-- Supplied passage follows --

But the condition piqued academic interest because of its “intriguing basis” as a lysosomal transport defect, says Gahl. Researchers hope that treatments for a few dozen inherited metabolic disorders, also linked to faulty lysosomes, can be developed on the back of cystinosis studies.

Cystinosis also benefits from the American Orphan Drug Act, which allows pharmaceutical companies to sell their orphan drugs without fear of competition for a full seven years.

Families push for research
But most of the credit should go to one American family. Under the banner of the Cystinosis Research Foundation (CRF) they established in 2003, Nancy and Geoffrey Stack, whose 19-year-old daughter Natalie has cystinosis, have raised around $12-million, money they distribute in research grants. That makes the family the largest supporter of cystinosis research in the world.

It was a CRF-funded researcher,
for example, who did the groundwork for the new delayed-release cysteamine. The foundation’s latest project is the establishment of the first and only international patient registry, named the Cure Cystinosis International Registry.

“Our goal is to get every patient with cystinosis to register,” says Nancy. “By doing so, we’ll have a more thorough picture of cystinosis and its complications, providing our research teams with information they so desperately need to discover novel treatments and a cure.”

And a cure is exactly where the CRF is headed next. Recently the foundation established the CRF Gene Therapy Consortium, which includes experts in gene and stem-cell therapy.

Working with mouse models, researchers at Scripps Institute in San Diego have used stem cells extracted from bone marrow to express a more shipshape CTNS gene. This revitalised gene was then able to reverse the accumulation of cystine in the cell and subsequent cell death.

The scientists are optimistic but cautious. “These data are very promising, but the translation from mice to humans does not always reproduce the same effect,” says Dr Stephanie Cherqui, assistant professor in the department of molecular and experimental medicine at Scripps.

Support and education
The Daniels family is playing its part. In 2010 Gail and Colin established the South African Cystinosis Support Group, affiliated to the US-based Cystinosis Foundation, which is distinct from the Stacks’ Cystinosis Research Foundation, but the groups work hand in hand on, for example, the international registry.

-- Supplied passage concluded --

The task
Reproduce the passage of the cystinosis text from "The scientists are" up to and including "the international registry.". The lines that come next are separate material and have no connection to the cystinosis text.

-- Dataset records follows --

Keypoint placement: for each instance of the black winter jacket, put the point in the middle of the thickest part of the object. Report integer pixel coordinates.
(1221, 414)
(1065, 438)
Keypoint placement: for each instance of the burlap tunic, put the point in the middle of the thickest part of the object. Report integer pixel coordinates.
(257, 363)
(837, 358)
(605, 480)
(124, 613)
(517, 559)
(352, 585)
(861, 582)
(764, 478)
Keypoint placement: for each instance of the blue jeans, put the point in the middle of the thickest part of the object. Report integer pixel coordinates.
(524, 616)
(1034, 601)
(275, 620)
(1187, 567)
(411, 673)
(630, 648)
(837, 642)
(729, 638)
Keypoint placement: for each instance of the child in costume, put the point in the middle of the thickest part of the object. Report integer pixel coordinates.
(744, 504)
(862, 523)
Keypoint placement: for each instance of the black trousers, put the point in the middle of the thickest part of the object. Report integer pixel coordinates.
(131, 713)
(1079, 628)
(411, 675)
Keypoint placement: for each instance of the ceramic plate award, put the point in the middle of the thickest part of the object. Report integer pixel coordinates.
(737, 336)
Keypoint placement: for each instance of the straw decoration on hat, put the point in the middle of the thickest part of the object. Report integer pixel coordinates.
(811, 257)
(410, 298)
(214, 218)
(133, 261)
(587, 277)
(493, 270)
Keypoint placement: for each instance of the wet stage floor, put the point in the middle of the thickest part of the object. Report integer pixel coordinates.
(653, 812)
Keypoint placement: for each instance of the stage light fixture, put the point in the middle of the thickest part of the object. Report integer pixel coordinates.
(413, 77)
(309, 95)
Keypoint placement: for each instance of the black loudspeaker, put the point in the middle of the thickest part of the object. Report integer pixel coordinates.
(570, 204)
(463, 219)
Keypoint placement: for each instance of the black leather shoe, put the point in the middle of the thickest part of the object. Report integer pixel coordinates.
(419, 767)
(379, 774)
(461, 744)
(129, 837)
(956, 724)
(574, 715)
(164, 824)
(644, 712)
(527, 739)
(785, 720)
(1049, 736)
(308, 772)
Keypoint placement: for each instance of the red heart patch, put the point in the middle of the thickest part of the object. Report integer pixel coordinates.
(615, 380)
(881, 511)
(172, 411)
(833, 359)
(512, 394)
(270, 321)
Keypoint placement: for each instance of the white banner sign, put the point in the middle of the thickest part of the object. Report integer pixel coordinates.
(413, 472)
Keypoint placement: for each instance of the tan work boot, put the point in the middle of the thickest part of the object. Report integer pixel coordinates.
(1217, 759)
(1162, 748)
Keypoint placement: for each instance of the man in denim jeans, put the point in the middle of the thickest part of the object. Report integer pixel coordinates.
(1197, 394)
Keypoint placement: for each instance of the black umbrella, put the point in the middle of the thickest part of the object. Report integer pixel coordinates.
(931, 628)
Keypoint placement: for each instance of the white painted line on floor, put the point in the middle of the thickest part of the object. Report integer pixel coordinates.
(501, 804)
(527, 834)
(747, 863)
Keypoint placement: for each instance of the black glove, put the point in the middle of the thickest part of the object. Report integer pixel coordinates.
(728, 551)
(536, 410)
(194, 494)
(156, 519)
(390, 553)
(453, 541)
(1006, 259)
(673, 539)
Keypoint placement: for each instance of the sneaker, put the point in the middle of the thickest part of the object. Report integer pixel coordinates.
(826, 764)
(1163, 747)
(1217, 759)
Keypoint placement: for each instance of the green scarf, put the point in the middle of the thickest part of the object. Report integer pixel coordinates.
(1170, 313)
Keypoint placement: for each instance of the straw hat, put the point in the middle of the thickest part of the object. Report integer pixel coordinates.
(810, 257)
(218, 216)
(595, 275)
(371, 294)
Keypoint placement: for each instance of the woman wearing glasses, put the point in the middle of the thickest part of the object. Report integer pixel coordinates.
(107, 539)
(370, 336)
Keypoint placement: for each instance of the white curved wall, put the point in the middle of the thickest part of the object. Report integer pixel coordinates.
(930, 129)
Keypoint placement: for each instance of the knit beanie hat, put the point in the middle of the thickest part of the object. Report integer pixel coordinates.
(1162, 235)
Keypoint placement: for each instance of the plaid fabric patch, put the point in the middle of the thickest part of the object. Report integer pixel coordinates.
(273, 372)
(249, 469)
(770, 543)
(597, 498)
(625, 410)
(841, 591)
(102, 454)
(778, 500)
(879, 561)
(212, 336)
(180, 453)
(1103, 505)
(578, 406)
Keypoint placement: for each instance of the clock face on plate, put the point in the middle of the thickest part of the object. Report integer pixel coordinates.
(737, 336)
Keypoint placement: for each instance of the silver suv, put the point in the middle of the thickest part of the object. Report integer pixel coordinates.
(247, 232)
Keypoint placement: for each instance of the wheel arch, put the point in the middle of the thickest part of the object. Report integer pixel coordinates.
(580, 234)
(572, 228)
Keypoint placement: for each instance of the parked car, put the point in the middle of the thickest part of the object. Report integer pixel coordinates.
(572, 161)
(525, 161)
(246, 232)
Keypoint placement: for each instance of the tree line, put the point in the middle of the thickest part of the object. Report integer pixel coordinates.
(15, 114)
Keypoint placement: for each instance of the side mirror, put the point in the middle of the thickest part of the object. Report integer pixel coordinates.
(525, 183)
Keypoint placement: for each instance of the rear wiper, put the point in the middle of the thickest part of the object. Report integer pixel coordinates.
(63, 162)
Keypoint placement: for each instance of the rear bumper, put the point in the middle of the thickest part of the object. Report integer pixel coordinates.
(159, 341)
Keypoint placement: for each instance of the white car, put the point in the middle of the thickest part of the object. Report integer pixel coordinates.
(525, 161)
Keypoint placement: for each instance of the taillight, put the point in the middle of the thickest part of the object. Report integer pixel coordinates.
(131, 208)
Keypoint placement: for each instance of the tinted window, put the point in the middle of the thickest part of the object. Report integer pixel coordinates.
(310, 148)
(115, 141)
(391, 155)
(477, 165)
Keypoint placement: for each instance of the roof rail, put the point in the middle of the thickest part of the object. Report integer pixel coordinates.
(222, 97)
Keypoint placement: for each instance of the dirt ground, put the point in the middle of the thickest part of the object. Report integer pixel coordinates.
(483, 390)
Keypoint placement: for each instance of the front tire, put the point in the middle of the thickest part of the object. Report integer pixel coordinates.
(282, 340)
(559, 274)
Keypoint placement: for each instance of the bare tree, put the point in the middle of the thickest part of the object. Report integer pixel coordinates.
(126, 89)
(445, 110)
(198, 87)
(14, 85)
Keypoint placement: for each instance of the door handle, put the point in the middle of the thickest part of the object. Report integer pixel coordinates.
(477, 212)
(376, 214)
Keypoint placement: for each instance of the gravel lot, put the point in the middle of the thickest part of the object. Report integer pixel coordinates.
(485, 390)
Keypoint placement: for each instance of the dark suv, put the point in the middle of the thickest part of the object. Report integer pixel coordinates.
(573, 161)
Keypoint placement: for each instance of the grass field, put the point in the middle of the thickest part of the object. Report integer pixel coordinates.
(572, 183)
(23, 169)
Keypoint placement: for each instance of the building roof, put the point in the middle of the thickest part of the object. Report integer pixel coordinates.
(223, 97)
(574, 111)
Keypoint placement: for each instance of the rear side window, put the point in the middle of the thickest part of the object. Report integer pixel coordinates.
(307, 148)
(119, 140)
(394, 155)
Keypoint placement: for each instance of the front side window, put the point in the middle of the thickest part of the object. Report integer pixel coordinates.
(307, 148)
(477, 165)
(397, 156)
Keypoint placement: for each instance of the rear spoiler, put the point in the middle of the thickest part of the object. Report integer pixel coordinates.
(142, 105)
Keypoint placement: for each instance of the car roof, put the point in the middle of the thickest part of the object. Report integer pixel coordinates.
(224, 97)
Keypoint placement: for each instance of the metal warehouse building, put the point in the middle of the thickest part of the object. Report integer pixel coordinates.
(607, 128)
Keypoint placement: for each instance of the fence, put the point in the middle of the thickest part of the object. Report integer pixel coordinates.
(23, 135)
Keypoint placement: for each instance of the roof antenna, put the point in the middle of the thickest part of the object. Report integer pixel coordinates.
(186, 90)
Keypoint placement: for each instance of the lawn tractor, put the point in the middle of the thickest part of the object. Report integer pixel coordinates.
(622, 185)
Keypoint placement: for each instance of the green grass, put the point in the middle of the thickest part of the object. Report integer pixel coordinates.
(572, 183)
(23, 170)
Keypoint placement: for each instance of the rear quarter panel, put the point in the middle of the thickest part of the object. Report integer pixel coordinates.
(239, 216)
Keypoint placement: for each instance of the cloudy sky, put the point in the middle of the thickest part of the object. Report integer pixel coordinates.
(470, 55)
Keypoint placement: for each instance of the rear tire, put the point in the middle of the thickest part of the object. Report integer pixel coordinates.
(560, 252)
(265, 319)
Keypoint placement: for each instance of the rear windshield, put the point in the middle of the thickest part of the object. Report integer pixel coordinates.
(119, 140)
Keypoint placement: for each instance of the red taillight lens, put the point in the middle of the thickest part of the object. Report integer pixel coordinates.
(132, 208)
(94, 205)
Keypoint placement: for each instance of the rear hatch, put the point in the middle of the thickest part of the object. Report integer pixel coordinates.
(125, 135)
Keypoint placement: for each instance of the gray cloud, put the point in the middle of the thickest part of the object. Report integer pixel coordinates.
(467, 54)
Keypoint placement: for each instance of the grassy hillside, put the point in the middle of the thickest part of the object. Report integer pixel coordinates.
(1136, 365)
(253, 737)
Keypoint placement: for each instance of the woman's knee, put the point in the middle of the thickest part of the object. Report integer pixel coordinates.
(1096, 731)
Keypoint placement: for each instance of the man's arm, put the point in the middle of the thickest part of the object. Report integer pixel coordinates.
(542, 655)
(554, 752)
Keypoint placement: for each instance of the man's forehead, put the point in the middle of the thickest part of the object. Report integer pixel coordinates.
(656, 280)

-- Dataset records concluded --

Task response
The scientists are optimistic but cautious. “These data are very promising, but the translation from mice to humans does not always reproduce the same effect,” says Dr Stephanie Cherqui, assistant professor in the department of molecular and experimental medicine at Scripps.

Support and education
The Daniels family is playing its part. In 2010 Gail and Colin established the South African Cystinosis Support Group, affiliated to the US-based Cystinosis Foundation, which is distinct from the Stacks’ Cystinosis Research Foundation, but the groups work hand in hand on, for example, the international registry.